-- begin --
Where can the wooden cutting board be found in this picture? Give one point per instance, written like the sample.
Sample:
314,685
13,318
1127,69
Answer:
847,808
-- end --
-- begin --
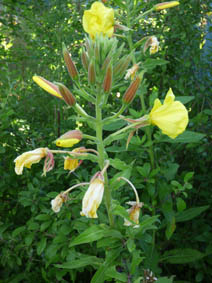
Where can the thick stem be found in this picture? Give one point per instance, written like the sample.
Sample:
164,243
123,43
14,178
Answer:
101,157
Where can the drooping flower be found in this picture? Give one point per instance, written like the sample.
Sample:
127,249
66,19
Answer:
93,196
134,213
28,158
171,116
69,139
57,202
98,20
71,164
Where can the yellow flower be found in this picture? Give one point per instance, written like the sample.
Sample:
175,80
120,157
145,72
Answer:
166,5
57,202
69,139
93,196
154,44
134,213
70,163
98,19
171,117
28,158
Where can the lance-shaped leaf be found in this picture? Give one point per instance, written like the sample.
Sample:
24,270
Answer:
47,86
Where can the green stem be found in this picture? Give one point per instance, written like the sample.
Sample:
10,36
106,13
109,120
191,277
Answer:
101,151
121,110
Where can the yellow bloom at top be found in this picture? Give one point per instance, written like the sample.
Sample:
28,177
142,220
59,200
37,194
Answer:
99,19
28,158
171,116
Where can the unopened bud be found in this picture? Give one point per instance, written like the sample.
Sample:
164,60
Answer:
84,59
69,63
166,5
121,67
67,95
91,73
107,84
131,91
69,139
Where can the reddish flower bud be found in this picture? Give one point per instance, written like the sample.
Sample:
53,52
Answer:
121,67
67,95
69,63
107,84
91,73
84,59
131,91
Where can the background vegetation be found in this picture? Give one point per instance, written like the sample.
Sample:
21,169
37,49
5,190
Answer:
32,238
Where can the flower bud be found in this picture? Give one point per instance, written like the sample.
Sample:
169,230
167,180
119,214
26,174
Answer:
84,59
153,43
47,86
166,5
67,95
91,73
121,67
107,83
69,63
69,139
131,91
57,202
-- end --
= AIM =
State how many lines in the items above contain the string "stem", and give only that number.

= SOLUTION TO THIS PROBLEM =
2